START INFORMATION
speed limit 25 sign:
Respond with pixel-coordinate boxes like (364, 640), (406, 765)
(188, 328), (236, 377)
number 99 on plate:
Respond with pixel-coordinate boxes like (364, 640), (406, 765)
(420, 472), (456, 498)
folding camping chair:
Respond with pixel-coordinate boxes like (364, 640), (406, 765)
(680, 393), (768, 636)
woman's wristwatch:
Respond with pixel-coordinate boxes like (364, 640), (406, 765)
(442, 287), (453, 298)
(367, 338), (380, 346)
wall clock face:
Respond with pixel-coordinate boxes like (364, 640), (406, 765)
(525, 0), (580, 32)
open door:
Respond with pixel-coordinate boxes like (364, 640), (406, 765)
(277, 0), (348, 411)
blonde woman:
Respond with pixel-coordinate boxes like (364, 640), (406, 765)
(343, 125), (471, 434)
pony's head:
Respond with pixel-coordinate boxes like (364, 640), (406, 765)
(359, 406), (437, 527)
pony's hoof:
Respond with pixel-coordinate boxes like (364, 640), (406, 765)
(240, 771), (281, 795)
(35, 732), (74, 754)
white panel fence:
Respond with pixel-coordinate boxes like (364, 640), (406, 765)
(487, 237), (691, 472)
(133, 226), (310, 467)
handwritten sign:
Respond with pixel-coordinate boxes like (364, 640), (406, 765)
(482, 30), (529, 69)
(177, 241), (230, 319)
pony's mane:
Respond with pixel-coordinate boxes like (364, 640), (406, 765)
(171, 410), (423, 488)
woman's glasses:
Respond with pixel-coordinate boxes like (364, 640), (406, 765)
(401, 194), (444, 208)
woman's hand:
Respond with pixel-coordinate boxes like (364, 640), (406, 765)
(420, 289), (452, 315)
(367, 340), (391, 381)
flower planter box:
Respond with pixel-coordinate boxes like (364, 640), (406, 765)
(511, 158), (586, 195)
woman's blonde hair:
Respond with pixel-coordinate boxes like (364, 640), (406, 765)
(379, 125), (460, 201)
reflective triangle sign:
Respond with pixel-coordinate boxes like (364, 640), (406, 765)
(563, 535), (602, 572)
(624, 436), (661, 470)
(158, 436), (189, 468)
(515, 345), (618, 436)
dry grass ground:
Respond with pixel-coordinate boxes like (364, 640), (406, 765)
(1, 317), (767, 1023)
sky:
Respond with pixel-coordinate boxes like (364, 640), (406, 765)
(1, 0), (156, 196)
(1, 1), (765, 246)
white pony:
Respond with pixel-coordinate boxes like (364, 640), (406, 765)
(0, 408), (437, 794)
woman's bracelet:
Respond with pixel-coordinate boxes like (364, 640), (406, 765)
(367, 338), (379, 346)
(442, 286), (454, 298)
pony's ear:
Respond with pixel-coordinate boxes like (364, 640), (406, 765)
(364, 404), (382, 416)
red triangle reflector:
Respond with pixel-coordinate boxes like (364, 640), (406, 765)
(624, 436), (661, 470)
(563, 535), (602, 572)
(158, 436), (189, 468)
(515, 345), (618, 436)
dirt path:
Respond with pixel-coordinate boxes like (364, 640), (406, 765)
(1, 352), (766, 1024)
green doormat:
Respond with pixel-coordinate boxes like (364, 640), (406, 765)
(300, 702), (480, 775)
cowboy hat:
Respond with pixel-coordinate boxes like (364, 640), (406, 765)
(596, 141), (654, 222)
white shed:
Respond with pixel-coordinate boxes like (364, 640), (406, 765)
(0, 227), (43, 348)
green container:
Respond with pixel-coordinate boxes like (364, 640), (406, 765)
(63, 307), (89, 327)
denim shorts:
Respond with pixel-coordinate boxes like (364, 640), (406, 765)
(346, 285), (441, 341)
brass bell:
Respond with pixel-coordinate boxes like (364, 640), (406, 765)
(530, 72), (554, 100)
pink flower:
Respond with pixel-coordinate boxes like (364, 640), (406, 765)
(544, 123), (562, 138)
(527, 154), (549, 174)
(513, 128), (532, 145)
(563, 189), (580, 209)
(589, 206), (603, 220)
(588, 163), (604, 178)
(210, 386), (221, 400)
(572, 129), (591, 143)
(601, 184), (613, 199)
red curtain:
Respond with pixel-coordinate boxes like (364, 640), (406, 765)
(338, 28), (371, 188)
END INFORMATION
Answer only with the count of lines in the records that include the string "woman".

▶ **REPLY TO THE TASK**
6